Dataset excerpts on object pointing:
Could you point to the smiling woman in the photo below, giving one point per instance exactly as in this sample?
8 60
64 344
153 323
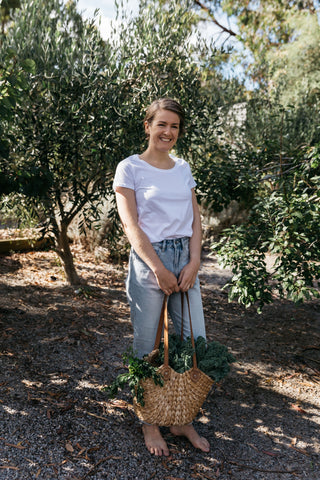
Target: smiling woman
160 216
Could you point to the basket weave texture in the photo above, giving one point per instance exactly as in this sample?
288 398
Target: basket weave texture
178 401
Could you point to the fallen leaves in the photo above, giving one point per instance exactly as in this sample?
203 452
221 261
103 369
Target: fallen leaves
297 408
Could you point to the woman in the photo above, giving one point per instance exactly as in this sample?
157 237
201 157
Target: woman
160 216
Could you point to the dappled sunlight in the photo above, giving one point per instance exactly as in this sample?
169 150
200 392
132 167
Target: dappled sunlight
13 411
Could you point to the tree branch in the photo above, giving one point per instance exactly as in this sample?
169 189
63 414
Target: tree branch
213 18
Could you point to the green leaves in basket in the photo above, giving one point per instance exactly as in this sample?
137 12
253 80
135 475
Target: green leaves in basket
138 369
213 359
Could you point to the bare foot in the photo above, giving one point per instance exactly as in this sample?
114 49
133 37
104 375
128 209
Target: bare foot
154 440
191 434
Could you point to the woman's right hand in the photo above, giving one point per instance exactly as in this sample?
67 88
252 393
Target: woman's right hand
167 281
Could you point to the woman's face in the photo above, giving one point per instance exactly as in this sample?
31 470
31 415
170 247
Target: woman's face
163 131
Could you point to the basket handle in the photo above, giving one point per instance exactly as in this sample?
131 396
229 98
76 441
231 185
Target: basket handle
163 321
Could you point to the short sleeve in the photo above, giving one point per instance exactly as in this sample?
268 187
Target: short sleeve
191 180
123 176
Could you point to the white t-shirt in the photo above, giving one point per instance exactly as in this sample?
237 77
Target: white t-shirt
164 197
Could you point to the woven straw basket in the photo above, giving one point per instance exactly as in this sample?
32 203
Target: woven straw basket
178 401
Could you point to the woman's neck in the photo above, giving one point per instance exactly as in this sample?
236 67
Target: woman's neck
157 159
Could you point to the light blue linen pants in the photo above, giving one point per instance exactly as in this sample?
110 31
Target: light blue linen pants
146 298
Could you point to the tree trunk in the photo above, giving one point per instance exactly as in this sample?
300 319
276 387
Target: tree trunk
66 256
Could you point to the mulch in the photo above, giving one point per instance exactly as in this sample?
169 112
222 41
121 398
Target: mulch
60 346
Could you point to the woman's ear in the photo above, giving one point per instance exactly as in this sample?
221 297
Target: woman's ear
147 127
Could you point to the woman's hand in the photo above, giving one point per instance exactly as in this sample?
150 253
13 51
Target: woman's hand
167 281
188 275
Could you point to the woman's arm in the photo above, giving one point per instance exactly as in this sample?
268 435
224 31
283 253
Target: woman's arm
127 208
189 273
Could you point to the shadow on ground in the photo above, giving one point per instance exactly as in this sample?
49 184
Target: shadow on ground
59 348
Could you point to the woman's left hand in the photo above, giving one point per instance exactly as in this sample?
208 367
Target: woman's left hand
188 276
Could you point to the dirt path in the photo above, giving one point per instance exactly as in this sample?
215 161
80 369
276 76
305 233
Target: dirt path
59 347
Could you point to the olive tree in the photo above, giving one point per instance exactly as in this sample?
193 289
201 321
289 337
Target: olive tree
62 139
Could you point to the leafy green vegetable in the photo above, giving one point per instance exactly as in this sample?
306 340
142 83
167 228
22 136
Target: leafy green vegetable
138 369
213 359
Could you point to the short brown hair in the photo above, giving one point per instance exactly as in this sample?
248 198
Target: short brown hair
166 104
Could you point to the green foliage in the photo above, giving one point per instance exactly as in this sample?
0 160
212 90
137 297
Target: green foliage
285 225
213 359
138 369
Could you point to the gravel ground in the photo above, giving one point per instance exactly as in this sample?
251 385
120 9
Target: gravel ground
59 348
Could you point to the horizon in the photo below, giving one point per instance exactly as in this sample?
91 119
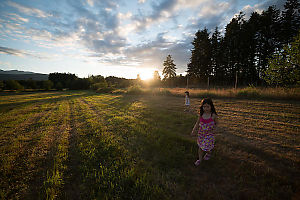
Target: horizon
109 38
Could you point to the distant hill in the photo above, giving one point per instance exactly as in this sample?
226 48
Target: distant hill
21 75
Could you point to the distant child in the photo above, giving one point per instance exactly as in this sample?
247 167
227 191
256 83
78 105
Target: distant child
205 127
187 101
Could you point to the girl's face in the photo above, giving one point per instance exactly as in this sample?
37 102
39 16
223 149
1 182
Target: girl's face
206 108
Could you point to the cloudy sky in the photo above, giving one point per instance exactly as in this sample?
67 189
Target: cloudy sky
109 37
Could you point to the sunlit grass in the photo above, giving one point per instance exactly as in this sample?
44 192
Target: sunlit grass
85 145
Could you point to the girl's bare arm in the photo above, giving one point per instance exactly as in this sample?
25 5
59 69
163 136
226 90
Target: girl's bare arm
196 127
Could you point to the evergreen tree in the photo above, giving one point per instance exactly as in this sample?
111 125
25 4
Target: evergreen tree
267 37
169 70
200 62
233 42
284 66
216 49
290 21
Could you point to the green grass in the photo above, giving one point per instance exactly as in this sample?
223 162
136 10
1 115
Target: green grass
66 145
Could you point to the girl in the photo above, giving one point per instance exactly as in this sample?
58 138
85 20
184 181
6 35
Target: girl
205 126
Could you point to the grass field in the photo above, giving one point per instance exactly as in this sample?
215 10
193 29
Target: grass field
83 145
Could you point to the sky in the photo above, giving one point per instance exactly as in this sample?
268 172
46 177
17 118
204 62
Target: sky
120 38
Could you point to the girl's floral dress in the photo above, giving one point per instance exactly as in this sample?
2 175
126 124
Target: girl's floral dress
206 137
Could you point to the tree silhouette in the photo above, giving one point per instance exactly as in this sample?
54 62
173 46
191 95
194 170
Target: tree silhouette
169 70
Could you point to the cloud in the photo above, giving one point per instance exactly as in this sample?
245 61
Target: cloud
10 51
153 53
28 10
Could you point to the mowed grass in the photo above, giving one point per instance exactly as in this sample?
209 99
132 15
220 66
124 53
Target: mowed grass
83 145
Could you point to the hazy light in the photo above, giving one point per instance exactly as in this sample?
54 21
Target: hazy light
145 73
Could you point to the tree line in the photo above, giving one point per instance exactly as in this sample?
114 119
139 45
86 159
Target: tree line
250 50
60 81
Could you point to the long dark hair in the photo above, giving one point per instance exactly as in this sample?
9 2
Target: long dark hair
209 102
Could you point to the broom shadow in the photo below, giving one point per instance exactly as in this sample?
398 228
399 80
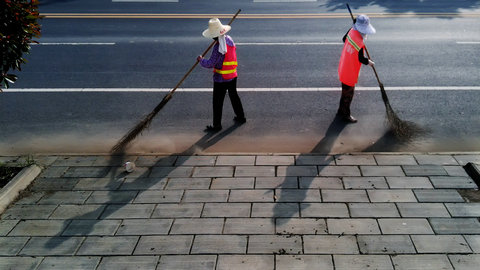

-- Problem description --
How many lines in the items above contain the word "foliage"? Reply with the number only.

-- Written answer --
2